▸ **WHAT YOU NEED TO DO**:
1 - Pull out every line of the entries below that contains the word "black".
2 - Carry on the St. Mark's Lutheran Church description below, starting right after its final sentence.

▸ **PROVIDED PASSAGE**:
St. Mark's Lutheran Church, 3800 Troost PDF  | Print |

Kansas City Register of Historic Places

From Landmarks Commission City Staff Report Prepared by Dana Cloud, Preservation Planner

St. Marks's Lutheran Church The Lutheran congregation purchased the lot at the southwest corner of Troost Avenue and Manheim Road in 1914 and dedicated the $50,000 church, designed by the architecture firm of Owen and Payson, on January 16, 1916. Architects Owen and Payson’s original design included an attached Tudor style parsonage on the west side of the building that blended with the residential character of the turn-of-the-century neighborhood of Hyde Park just west of the church. A later addition in 1924 by architects Shepard and Wiser expanded the sanctuary and extended the parsonage, keeping with the original Tudor style design, westward to Harrison Boulevard.


Saint Mark’s Lutheran Church is a two-story, limestone, Gothic Revival style structure with an attached three-story, half-timber and stucco, Tudor style parsonage. The church proper, designed in the Gothic Revival style, dominates the overall structure and maintains a significant presence along Troost Avenue. The half-timber, Tudor style parsonage, on the other hand, blends with the residential character of the Hyde Park neighborhood to the west.

Quarry-faced limestone, laid in a random bond, defines the church proper and rusticated foundation that extends around the perimeter of the building. Dressed limestone highlights the decorative features of the building exterior such as the windowsills, parapet and cladding around the top portion of the towers. Stucco and false half-timber cladding define the Tudor style parsonage.

The church features a gabled roof, clad in slate shingles, that runs east and west parallel with the narthex of the sanctuary. The two corner towers on the primary façade extend above the gabled roof and terminate with flat roofs. The center bays of the north and south walls of the sanctuary project to form side gables. The gabled roof of the rear addition is punctuated with a series of pent roofs that transmit light into the auditorium on the third floor. Projecting two-story gabled roofs define the secondary entrances on the north and west facades.

The primary façade of the church faces east onto Troost Avenue and features a centrally placed main entrance that is surrounded by a shield motif and accessed via a grand set of stairs from Troost. The primary façade also features a crenellated projection along the first floor, asymmetrical corner towers (with a belfry located in the north tower) and a stepped parapet with a pointed arch and carved limestone cross. A large stained-glass window, removed by the parish from the church’s predecessor at 14th and Cherry Streets, adorns the primary façade and is the main feature of the sanctuary’s balcony.

▸ **Raw records**:

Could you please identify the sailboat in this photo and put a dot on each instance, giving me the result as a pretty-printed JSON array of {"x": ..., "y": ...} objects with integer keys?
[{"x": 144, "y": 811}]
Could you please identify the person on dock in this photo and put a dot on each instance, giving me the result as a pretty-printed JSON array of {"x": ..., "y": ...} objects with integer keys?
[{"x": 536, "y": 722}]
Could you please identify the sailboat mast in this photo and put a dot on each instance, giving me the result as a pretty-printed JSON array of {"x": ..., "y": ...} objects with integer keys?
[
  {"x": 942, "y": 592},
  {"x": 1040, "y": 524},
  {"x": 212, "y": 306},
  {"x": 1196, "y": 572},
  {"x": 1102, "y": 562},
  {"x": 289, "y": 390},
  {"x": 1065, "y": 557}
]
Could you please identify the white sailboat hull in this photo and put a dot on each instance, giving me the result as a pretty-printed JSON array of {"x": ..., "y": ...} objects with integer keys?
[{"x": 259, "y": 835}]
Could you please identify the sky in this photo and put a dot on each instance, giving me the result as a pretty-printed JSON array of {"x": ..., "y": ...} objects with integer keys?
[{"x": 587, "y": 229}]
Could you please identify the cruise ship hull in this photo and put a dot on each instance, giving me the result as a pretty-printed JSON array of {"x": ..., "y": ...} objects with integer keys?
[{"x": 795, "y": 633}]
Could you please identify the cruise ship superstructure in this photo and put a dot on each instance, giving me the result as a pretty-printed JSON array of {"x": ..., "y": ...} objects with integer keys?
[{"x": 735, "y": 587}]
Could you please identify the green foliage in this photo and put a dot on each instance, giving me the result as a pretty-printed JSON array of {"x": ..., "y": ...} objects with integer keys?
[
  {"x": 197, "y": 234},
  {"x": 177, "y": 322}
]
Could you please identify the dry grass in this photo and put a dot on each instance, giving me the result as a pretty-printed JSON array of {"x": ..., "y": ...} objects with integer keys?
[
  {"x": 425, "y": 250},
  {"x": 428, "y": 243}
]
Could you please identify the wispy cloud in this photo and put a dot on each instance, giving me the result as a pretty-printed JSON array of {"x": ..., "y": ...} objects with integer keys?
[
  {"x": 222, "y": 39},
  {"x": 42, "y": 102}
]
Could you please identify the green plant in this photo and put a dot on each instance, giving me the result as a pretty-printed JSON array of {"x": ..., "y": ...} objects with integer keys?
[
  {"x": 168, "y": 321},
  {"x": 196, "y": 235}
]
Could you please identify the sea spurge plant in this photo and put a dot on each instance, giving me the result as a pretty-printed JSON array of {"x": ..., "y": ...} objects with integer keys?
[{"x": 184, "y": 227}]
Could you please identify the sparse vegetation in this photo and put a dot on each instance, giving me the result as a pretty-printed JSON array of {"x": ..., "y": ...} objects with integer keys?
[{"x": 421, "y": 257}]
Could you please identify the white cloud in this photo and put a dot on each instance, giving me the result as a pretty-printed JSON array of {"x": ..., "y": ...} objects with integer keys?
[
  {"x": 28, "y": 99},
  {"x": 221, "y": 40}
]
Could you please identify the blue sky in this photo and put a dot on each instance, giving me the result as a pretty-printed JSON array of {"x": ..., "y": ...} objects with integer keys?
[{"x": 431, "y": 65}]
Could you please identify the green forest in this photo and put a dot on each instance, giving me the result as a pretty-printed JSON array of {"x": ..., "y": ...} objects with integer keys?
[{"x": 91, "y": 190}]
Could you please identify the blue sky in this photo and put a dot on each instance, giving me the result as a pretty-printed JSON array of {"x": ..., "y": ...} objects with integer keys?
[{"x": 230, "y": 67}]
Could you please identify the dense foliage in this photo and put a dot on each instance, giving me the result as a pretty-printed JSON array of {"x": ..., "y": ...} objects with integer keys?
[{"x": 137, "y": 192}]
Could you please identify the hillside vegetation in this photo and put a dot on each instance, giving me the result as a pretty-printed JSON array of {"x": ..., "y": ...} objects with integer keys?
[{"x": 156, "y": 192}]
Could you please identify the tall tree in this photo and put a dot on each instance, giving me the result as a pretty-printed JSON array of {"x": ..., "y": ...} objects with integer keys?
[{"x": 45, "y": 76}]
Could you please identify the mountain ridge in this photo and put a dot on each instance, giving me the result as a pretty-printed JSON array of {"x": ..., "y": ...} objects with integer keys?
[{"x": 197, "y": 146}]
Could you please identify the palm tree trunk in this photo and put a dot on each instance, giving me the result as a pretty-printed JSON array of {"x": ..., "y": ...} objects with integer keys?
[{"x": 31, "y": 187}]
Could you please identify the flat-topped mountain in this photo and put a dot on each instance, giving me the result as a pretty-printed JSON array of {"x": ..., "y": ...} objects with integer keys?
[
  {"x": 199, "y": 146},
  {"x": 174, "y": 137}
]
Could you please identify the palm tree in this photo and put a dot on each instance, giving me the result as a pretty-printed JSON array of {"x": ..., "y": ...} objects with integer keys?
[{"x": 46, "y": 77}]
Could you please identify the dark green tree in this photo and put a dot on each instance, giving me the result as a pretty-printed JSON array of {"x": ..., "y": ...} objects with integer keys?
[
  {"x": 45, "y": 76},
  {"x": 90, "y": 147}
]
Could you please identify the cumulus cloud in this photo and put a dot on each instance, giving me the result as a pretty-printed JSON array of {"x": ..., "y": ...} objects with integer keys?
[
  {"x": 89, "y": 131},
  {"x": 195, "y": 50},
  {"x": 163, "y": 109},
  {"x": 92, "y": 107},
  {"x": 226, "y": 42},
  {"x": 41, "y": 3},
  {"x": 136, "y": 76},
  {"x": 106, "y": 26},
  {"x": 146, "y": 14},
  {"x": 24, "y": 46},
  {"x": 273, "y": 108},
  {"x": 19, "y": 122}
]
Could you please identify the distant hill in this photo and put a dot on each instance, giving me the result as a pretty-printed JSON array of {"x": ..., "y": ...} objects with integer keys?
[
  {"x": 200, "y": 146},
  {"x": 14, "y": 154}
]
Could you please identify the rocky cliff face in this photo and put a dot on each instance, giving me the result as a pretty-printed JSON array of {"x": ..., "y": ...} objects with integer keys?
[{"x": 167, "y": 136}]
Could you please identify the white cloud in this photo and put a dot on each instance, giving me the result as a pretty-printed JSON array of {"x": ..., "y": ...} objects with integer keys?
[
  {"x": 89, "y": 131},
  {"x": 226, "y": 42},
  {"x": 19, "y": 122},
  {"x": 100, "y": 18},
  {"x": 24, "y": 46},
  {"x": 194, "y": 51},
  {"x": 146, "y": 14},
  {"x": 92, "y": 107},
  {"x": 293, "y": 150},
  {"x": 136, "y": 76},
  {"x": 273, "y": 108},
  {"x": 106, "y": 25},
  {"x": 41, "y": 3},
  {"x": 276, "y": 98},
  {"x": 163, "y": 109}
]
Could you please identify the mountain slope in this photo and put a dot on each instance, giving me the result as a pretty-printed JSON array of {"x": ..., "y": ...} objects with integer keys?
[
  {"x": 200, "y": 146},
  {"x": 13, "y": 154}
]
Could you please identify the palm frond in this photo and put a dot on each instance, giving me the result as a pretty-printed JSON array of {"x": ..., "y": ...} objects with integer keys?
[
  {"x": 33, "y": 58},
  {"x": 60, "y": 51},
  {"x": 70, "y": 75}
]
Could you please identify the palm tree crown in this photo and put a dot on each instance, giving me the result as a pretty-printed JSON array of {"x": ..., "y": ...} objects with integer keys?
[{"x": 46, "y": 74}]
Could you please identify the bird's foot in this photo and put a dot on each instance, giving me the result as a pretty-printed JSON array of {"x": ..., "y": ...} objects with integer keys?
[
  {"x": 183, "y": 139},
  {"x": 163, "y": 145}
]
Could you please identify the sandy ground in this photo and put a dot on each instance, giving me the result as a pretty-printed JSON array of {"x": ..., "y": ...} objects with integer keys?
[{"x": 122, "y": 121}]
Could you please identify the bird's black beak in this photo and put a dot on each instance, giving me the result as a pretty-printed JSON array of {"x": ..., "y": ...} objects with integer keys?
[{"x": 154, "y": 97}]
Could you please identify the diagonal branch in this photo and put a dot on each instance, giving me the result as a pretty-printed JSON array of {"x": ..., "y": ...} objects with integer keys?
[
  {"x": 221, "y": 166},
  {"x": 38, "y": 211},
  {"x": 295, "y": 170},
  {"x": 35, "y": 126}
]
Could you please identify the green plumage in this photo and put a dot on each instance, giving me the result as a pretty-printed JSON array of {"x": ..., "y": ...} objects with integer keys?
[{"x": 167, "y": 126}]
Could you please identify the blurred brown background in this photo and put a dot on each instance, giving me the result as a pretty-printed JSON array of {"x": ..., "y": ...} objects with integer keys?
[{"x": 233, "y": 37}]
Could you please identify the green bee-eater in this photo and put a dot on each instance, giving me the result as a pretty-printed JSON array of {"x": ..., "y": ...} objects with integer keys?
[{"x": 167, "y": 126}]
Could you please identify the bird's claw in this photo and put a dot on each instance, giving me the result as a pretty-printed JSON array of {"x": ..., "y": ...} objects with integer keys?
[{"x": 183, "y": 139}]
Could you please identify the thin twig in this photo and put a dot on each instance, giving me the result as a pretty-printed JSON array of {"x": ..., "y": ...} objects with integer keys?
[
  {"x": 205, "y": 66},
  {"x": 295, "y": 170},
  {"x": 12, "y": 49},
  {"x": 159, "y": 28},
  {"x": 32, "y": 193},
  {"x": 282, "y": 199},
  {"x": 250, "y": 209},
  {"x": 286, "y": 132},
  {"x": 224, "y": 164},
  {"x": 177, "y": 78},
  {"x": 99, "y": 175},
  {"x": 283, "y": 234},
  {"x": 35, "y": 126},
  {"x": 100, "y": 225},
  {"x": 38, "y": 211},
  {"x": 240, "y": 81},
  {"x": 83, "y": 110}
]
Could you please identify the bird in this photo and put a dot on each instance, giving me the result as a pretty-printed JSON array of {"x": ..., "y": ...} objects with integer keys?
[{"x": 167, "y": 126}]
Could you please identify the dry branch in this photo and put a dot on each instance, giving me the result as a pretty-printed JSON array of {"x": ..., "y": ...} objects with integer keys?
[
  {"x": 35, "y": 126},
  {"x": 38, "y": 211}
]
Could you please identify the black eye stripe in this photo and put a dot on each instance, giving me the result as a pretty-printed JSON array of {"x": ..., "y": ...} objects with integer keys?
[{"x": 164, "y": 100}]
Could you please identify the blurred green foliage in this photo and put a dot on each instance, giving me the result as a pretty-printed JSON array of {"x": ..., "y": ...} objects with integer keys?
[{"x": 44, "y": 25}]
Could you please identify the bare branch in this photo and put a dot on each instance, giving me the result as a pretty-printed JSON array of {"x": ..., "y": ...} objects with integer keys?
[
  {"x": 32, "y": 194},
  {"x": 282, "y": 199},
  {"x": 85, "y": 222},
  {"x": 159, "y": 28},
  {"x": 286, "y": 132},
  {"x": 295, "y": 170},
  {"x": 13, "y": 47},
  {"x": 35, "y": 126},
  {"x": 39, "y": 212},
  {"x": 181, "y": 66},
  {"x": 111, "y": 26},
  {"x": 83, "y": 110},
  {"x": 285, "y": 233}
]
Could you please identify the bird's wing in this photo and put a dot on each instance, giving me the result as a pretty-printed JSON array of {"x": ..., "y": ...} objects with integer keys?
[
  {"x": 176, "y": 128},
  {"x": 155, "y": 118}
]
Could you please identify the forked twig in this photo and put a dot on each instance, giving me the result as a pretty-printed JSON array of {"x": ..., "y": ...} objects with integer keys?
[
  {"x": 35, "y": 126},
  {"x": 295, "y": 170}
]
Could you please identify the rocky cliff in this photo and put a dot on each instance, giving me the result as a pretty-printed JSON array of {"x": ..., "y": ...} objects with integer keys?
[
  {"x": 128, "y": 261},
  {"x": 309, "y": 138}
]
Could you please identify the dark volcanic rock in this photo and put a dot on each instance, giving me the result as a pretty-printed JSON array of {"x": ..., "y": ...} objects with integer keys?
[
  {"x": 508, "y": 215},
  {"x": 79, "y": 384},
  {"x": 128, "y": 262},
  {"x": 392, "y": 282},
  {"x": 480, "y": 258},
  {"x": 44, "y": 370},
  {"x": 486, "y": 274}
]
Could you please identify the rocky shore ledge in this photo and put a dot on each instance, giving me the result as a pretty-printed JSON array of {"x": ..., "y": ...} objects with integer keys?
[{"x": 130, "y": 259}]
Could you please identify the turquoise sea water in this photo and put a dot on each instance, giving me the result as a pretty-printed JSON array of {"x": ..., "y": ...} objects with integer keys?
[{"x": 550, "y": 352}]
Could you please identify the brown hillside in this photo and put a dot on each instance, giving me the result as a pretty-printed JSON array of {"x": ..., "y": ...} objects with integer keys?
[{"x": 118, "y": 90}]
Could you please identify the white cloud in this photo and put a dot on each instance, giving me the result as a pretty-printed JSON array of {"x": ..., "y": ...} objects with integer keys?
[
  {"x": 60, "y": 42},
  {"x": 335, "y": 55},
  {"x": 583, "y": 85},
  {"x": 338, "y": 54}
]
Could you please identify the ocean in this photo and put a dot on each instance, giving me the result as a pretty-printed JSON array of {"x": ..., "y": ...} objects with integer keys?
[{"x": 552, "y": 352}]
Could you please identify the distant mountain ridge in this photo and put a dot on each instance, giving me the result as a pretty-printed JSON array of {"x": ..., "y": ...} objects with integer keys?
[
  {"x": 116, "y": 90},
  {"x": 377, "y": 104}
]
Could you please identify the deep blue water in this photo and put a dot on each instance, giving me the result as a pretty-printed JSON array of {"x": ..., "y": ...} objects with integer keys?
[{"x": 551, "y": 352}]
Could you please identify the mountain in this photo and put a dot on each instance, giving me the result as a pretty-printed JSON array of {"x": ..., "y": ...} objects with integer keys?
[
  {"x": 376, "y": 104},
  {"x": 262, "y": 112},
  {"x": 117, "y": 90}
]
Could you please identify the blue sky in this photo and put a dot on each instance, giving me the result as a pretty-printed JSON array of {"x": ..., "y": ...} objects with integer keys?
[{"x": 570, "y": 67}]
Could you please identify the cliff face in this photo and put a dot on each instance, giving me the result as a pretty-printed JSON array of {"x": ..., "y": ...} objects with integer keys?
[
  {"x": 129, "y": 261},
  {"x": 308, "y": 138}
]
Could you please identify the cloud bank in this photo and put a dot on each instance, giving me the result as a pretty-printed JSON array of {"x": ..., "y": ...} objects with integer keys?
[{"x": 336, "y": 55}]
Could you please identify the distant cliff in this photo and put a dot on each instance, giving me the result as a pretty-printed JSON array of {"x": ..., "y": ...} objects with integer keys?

▸ **SOLVED PROBLEMS**:
1 -
Could you please identify the bird's black beak in this photo and put a dot on each instance, giving me the result as a pretty-printed JSON array of {"x": ..., "y": ...} objects with integer keys?
Could you please identify the black eye stripe in this photo and put a dot on each instance, giving me the result as a pretty-printed JSON array of {"x": ..., "y": ...} objects with integer keys?

2 -
The intent of architects Shepard and Wiser’s design for the 1924 expansion of the church was to preserve the residential nature of the Hyde Park neighborhood to the west. Therefore, the restrained character of the west (rear) façade is in sharp contrast to the imposing Gothic Revival style of the east façade, which fronts the commercial street of Troost Avenue.

Ten stained-glass windows with limestone tracery and arched heads run along the north and south facades (five windows each façade) of the church proper (see attachments for window descriptions). A series of multi-paned, double-hung windows make up the north, west and south façade fenestration of the Tudor style parsonage.

The Gothic Revival style influences that characterize St. Mark’s Lutheran Church are located for the most part on the primary façade that faces Troost Avenue. Such Gothic Revival inspired details include the shield motif that surrounds the main entrance, the crenellated projection above the first floor, asymmetrical corner towers, and the large pointed-arch, stained-glass window. Other Gothic Revival style influences on the exterior include the use of quarry-faced limestone and projecting wall buttresses. The church also reflects the Gothic Revival style on the interior of the sanctuary with its ribbed, vaulted ceiling and ribbed detailing on the west wall of the altar. The Gothic Revival style was an extremely popular style for church designs after 1840 and well into the 20th century. Church design in Kansas City during this period was no exception to the rule, as Gothic Revival style churches comprise a significant number of religious properties in Kansas City.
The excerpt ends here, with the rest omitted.